(Data to use Opens)

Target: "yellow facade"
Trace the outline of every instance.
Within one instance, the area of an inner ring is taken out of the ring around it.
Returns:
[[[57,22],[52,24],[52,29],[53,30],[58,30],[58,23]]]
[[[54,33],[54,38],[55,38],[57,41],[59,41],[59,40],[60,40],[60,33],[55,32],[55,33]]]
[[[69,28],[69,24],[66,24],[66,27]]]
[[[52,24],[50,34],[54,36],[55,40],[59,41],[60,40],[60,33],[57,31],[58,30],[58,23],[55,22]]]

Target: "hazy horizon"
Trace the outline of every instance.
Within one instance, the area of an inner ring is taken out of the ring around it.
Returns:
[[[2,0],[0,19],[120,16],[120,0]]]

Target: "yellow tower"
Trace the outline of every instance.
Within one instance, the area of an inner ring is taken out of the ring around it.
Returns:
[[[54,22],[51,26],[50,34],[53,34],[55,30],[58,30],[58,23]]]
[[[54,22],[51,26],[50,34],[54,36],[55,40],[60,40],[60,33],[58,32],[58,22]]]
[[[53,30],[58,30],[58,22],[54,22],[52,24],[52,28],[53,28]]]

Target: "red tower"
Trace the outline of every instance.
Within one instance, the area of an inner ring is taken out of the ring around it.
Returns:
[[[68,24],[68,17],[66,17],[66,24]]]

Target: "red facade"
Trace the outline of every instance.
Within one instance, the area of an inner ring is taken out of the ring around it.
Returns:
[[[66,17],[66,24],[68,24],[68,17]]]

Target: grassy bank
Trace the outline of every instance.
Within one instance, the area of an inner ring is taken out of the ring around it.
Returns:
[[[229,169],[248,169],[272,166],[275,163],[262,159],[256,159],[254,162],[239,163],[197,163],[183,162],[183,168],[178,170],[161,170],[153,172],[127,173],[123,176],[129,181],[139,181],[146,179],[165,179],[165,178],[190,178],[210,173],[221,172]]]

(Data to use Closes)

## Required work:
All records above are to be printed exactly, with nothing omitted.

## Result for this exercise:
Target: "yellow facade"
Trace the outline of every instance.
Within one instance, the area of an inner ring is taken out of the ring around it.
Returns:
[[[57,22],[52,24],[52,29],[53,30],[58,30],[58,23]]]
[[[54,33],[54,38],[55,38],[57,41],[59,41],[59,40],[60,40],[60,33],[55,32],[55,33]]]
[[[69,28],[69,24],[66,24],[66,27]]]
[[[52,24],[50,34],[54,36],[55,40],[59,41],[60,40],[60,33],[57,31],[58,30],[58,23],[55,22]]]

Target: "hazy horizon"
Trace the outline of every instance.
Within one instance, the area of an inner ring is taken out of the ring around it.
Returns:
[[[2,0],[0,19],[120,16],[120,0]]]

Target: "yellow tower"
Trace the outline of every instance.
Within one instance, the area of an inner ring is taken out of the ring around it.
Returns:
[[[54,22],[51,26],[50,34],[53,34],[55,30],[58,30],[58,23]]]
[[[54,22],[51,26],[50,34],[54,36],[55,40],[60,40],[60,33],[58,32],[58,22]]]
[[[53,30],[58,30],[58,22],[54,22],[52,24],[52,28],[53,28]]]

Target: "red tower"
Trace the outline of every instance.
Within one instance, the area of an inner ring is taken out of the ring around it.
Returns:
[[[68,24],[68,17],[66,17],[66,24]]]

Target: "red facade"
Trace the outline of every instance.
Within one instance, the area of an inner ring is taken out of the ring around it.
Returns:
[[[66,17],[66,24],[68,24],[68,17]]]

Target: grassy bank
Trace the outline of every instance.
Within one instance, the area of an inner ring is taken out of the ring around it.
Returns:
[[[229,169],[248,169],[272,166],[275,163],[262,159],[256,159],[254,162],[239,163],[197,163],[183,162],[183,168],[178,170],[161,170],[153,172],[127,173],[123,176],[129,181],[139,181],[146,179],[165,179],[165,178],[190,178],[210,173],[221,172]]]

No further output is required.